::: Data to process :::

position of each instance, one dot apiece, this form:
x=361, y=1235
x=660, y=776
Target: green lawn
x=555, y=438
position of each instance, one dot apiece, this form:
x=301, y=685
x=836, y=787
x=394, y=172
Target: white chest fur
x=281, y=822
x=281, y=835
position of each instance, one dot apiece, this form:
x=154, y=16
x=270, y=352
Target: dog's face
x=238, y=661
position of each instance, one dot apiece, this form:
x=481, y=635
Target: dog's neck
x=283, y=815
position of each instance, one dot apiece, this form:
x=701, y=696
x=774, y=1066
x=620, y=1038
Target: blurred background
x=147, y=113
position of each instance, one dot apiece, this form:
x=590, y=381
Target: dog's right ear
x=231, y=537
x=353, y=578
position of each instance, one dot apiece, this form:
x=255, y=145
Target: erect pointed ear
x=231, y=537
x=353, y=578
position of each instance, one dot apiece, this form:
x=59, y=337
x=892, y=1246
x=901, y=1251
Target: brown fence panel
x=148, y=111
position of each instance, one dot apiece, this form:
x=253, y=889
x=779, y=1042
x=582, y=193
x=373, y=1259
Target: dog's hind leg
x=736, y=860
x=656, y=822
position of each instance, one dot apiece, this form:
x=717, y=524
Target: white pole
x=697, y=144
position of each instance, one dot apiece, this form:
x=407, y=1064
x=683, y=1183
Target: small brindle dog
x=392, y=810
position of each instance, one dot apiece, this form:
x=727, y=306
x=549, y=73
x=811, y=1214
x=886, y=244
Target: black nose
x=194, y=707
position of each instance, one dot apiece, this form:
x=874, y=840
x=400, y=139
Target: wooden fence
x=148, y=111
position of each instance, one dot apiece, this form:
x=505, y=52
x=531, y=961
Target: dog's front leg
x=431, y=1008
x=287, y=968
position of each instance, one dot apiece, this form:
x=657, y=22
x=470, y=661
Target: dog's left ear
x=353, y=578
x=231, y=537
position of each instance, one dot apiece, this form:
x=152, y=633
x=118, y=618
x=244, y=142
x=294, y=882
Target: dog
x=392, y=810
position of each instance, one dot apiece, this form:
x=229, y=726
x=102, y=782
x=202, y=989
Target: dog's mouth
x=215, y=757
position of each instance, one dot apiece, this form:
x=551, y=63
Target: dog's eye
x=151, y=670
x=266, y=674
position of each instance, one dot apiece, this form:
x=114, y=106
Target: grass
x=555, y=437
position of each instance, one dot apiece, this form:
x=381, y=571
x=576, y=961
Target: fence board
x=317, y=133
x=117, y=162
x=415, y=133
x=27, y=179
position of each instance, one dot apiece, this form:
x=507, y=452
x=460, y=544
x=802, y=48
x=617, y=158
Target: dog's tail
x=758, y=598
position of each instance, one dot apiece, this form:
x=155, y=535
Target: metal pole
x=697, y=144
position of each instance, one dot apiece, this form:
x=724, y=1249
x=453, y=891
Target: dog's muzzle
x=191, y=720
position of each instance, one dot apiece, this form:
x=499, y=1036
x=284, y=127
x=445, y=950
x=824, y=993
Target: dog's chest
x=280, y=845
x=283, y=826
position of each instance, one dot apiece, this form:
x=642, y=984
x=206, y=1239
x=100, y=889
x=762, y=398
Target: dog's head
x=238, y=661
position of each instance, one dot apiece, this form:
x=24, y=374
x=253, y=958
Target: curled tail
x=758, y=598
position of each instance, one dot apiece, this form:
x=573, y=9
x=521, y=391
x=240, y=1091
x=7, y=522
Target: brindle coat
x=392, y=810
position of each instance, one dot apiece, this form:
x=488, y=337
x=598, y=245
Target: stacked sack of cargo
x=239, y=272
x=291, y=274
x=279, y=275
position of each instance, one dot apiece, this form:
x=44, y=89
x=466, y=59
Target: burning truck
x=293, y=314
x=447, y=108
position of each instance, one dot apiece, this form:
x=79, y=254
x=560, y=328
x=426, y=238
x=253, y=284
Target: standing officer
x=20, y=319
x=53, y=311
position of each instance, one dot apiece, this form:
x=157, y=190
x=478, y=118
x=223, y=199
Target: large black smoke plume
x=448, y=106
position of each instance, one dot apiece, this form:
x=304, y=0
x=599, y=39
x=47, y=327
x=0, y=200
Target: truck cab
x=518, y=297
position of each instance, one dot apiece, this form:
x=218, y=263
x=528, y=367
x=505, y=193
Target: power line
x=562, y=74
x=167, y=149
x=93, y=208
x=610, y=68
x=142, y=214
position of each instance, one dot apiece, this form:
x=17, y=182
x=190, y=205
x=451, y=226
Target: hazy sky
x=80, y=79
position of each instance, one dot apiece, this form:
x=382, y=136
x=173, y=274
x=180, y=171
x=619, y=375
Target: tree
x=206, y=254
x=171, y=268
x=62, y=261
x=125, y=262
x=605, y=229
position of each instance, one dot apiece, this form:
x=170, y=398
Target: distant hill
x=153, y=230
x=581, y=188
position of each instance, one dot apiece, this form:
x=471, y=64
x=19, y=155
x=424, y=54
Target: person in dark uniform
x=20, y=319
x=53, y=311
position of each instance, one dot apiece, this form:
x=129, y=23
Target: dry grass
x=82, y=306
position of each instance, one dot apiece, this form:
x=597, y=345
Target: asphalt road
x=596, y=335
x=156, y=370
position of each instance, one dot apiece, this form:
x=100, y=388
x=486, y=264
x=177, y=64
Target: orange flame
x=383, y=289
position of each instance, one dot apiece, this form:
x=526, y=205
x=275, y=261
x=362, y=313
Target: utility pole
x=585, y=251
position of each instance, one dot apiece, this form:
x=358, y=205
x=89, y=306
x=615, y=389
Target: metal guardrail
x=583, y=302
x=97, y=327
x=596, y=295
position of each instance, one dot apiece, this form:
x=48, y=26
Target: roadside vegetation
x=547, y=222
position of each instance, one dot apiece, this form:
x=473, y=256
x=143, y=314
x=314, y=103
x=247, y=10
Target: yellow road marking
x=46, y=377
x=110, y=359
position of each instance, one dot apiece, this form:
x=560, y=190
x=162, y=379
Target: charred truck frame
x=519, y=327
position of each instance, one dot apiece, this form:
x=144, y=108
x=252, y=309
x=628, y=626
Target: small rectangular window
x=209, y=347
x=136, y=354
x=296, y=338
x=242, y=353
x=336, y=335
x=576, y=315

:::

◆ **Work to be completed**:
Your answer must consist solely of the lines above between the line holding "x=47, y=327" and the line holding "x=314, y=103", inclusive, copied exactly.

◆ **Completed task**:
x=47, y=327
x=0, y=200
Target: truck cab
x=518, y=297
position of each instance, one dot apiece, this form:
x=218, y=263
x=528, y=367
x=505, y=193
Target: power line
x=562, y=74
x=167, y=149
x=93, y=208
x=610, y=68
x=142, y=214
position of each instance, one dot apiece, this form:
x=17, y=182
x=190, y=205
x=451, y=226
Target: hazy sky
x=80, y=79
position of each instance, one dot apiece, this form:
x=382, y=136
x=173, y=274
x=180, y=171
x=619, y=375
Target: tree
x=206, y=254
x=171, y=268
x=62, y=261
x=125, y=262
x=605, y=229
position of each instance, one dot apiece, this form:
x=170, y=398
Target: distant hill
x=153, y=230
x=581, y=188
position of each instance, one dot apiece, this form:
x=471, y=64
x=19, y=155
x=424, y=54
Target: person in dark uniform
x=20, y=319
x=53, y=311
position of each instance, one dot apiece, this form:
x=129, y=23
Target: dry grass
x=82, y=306
position of each instance, one dot apiece, this form:
x=597, y=345
Target: asphalt road
x=596, y=335
x=156, y=370
position of each instance, one dot apiece, this form:
x=100, y=388
x=486, y=264
x=177, y=64
Target: orange flame
x=383, y=289
position of each instance, one dot apiece, this form:
x=526, y=205
x=275, y=261
x=362, y=313
Target: utility pole
x=585, y=251
position of each instance, one dot apiece, this form:
x=358, y=205
x=89, y=306
x=615, y=389
Target: metal guardrail
x=583, y=302
x=97, y=327
x=596, y=295
position of each instance, one dot apiece, this form:
x=48, y=26
Target: roadside vegetation
x=547, y=222
position of each instance, one dot apiece, this form:
x=473, y=256
x=143, y=314
x=314, y=103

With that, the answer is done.